» INSTRUCTIONS FOR THE TASK
Repeat the material exactly, every line of it.
——
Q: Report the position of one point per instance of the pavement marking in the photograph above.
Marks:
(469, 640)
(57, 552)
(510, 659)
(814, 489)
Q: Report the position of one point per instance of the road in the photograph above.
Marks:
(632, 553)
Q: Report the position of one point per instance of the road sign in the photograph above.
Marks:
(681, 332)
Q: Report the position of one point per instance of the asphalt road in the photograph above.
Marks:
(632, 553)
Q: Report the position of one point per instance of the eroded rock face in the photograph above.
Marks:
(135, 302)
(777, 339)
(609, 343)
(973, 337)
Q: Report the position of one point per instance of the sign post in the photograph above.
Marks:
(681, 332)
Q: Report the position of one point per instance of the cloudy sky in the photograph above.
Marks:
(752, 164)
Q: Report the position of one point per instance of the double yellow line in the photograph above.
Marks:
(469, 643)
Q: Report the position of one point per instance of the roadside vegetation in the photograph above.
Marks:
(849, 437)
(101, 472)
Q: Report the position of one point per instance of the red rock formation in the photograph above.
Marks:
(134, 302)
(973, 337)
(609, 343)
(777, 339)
——
» THE RESPONSE
Q: Report the position of one point per instance of the pavement marking in the photograph above.
Marks:
(469, 640)
(57, 552)
(510, 659)
(814, 489)
Q: Report the position of one point per instance of the road in the photograph above.
Marks:
(632, 553)
Q: Report the position of one point per instance of the road sign in the photograph above.
Marks:
(681, 332)
Q: Report the position of one point per instance of the asphalt road in the photograph above.
Marks:
(632, 553)
Q: Report the position of one point per instance of the eroded rock face in the photograph above.
Marks:
(135, 302)
(777, 339)
(609, 343)
(973, 337)
Q: Report the position of one point per instance of the sign post in the photograph above.
Marks:
(681, 332)
Q: Report the position of one point per instance of the cloudy sky in the photograph above.
Marks:
(752, 164)
Q: Report the position of one point per instance of the double yellow line in the photograph above.
Marks:
(469, 643)
Q: Report the position of one point per instance of the roadside vegetation in the photograph above.
Marks:
(849, 437)
(101, 472)
Q: Report the position of one point per instance of the red rock formation in the photograph above.
Marks:
(134, 302)
(973, 337)
(609, 343)
(777, 339)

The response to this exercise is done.